EXCERPTED DATA –
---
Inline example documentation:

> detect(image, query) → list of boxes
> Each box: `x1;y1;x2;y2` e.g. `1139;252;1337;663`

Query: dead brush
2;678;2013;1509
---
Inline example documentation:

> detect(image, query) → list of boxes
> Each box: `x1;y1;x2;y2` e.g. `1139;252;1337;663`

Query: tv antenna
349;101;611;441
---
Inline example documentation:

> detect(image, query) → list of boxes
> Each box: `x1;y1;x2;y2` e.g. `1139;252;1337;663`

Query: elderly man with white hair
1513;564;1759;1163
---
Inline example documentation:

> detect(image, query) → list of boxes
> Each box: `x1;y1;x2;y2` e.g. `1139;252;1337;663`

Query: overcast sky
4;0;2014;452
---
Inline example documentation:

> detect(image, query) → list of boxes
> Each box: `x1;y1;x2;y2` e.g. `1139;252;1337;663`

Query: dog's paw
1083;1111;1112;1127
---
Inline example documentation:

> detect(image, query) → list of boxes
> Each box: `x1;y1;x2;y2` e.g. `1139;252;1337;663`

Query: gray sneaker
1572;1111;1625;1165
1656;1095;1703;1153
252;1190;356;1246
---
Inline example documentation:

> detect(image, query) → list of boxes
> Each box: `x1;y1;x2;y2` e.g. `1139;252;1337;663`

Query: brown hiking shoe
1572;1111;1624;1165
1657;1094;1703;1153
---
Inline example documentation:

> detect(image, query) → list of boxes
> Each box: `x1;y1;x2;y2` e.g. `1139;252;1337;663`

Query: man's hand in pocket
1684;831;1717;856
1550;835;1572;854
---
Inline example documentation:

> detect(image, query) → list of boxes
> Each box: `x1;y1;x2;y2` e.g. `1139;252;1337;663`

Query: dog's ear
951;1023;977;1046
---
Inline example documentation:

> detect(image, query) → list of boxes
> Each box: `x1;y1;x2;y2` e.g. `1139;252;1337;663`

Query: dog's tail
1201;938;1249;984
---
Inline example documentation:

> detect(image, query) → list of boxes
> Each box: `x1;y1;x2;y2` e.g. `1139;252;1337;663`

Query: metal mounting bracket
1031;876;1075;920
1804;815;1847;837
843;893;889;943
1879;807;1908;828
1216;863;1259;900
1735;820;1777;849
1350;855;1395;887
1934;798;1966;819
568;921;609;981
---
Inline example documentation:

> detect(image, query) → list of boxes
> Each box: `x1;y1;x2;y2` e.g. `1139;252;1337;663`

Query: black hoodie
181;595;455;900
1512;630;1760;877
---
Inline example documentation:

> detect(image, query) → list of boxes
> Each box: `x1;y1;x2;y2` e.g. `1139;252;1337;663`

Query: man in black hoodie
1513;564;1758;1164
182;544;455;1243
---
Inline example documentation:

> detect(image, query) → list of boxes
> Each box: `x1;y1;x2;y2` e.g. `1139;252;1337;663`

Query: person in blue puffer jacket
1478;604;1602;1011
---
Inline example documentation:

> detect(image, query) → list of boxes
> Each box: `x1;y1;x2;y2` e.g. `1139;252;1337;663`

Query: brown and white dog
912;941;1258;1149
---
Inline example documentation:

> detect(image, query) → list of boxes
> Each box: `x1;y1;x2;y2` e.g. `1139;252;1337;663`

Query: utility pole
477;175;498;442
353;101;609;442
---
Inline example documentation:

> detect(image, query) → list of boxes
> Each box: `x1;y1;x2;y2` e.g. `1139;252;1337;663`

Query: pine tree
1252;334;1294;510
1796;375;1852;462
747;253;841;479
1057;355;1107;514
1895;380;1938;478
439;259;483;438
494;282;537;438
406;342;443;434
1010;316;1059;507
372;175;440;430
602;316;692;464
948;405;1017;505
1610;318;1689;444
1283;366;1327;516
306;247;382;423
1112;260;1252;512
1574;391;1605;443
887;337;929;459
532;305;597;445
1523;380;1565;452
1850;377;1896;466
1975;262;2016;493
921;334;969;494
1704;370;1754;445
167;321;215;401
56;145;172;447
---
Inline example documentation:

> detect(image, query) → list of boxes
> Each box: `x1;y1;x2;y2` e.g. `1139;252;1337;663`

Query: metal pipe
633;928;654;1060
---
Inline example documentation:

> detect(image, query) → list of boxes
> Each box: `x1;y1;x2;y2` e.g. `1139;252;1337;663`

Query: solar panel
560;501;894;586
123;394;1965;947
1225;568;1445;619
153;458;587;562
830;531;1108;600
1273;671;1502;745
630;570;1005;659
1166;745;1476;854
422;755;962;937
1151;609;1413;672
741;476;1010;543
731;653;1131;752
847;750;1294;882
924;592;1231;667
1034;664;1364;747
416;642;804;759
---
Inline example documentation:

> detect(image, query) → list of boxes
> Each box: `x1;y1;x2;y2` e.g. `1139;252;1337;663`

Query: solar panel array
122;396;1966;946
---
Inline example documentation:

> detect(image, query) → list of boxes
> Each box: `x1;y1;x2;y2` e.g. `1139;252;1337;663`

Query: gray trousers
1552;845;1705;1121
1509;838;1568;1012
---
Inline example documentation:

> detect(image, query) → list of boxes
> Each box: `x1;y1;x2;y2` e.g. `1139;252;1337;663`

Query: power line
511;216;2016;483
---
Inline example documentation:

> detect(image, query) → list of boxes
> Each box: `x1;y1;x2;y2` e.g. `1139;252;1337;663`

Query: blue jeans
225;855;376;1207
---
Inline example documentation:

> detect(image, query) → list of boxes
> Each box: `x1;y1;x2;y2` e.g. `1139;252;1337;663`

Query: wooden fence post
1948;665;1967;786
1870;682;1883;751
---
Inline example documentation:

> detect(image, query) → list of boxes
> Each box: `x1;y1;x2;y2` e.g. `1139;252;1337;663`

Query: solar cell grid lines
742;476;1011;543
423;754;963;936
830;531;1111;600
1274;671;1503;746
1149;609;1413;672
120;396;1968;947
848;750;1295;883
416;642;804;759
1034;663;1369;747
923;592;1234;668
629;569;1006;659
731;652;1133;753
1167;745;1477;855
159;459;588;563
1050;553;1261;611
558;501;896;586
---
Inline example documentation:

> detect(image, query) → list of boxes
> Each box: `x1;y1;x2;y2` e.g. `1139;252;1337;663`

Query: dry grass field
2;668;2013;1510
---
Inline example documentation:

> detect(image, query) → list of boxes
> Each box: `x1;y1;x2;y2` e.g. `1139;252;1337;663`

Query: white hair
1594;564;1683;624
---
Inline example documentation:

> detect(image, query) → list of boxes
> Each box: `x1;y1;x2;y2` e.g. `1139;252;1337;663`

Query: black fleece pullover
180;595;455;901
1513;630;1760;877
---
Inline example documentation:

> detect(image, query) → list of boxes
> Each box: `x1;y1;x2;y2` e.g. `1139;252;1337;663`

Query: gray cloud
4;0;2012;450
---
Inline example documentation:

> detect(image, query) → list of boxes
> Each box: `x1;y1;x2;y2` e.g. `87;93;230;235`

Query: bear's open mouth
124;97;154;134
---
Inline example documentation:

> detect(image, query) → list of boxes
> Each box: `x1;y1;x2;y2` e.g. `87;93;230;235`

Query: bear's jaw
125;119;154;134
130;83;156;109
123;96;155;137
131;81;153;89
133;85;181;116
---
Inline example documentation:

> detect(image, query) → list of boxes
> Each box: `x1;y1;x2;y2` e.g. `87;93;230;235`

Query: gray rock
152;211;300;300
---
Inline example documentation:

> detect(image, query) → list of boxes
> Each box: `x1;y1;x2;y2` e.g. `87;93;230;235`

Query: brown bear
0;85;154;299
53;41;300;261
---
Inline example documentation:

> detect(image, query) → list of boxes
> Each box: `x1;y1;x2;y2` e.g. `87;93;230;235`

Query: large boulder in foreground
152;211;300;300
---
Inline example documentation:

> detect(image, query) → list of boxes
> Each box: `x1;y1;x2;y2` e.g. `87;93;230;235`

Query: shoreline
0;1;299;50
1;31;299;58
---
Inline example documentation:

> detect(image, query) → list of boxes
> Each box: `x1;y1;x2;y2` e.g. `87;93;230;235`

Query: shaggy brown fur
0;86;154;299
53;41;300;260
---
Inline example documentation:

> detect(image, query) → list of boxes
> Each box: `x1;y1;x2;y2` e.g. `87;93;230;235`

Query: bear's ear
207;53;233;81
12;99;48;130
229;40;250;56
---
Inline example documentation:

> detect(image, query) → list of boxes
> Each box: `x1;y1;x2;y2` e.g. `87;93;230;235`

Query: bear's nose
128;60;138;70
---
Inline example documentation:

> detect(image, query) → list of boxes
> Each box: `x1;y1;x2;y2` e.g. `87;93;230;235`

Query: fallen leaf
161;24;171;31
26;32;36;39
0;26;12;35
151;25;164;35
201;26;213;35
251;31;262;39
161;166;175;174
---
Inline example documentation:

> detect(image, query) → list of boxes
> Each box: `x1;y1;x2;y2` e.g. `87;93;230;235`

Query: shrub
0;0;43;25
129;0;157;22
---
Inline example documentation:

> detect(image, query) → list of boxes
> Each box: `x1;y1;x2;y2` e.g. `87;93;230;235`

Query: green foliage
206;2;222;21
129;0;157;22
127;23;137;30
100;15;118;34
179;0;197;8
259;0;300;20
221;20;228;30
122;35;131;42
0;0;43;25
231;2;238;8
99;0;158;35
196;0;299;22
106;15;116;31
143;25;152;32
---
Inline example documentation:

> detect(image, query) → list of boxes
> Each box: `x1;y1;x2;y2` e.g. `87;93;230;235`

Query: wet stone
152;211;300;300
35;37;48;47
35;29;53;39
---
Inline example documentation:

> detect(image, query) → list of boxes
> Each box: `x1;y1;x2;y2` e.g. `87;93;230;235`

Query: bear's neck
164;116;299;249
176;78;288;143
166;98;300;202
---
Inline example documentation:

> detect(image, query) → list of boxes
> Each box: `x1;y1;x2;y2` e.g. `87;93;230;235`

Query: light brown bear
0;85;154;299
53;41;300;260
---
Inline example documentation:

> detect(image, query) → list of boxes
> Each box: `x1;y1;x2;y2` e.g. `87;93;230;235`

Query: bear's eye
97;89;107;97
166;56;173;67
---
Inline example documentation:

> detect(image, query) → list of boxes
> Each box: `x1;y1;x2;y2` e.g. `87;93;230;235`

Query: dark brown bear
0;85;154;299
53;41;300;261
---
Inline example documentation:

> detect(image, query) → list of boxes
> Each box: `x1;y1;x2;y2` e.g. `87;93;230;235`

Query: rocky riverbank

WHAT NEEDS TO BE DONE –
Take the line that holds "Query: bear's nose" as the first line and the last line of the data as the final one. Retype everything between, both included, exactly.

REPLY –
Query: bear's nose
128;60;138;70
---
Inline example documentation:

> detect(image, query) → list of boxes
> Each box: `x1;y1;x2;y2` e.g. `87;93;230;235`

Query: fallen leaf
161;24;171;31
26;32;36;39
0;26;12;35
151;25;164;35
201;26;213;35
251;31;262;39
161;166;175;174
---
Inline example documentation:

> detect(image, query) → list of boxes
> Each box: `x1;y1;x2;y2` e.g. `87;93;230;235`

Query: shrub
0;0;43;25
129;0;157;22
---
Inline example documentation:

> detect(image, query) → list of boxes
> Each box: `x1;y1;x2;y2` e.g. `87;93;230;235`

Query: green foliage
206;2;222;21
129;0;157;22
127;23;137;30
100;15;118;34
179;0;197;8
259;0;300;20
221;20;228;30
122;35;131;42
0;0;43;25
231;2;238;8
99;0;158;35
196;0;299;22
106;15;116;31
143;25;152;32
---
Inline example documentation:

> detect(image, query) → list of boxes
> Each box: `x1;y1;x2;y2` e.g. `87;93;230;235`

Query: wet stone
152;211;300;300
35;37;48;47
35;29;53;39
---
Inline example documentation:

> detect(image, query) → list of boxes
> Each box: `x1;y1;x2;y2` e.g. `87;93;230;235`

Query: bear's neck
164;116;299;249
176;78;288;143
166;98;300;202
---
Inline example documentation:

> detect(image, query) → list of boxes
> Each box: `x1;y1;x2;y2` e.g. `87;93;230;235`

Query: light brown bear
0;85;154;299
53;41;300;260
---
Inline example documentation:

> detect(image, query) → list of boxes
> Each box: `x1;y1;x2;y2` e.g. `87;93;230;235`

Query: bear's eye
97;89;107;97
166;56;173;67
---
Inline example documentation:

> detect(image, query) → list of boxes
> Each box: `x1;y1;x2;y2` e.g. `87;93;230;235`

Query: dark brown bear
0;85;154;299
53;41;300;261
---
Inline example documentation:

> detect(image, query) → list of boxes
> Each box: `x1;y1;x2;y2` e.g. `87;93;230;235`

Query: rocky riverbank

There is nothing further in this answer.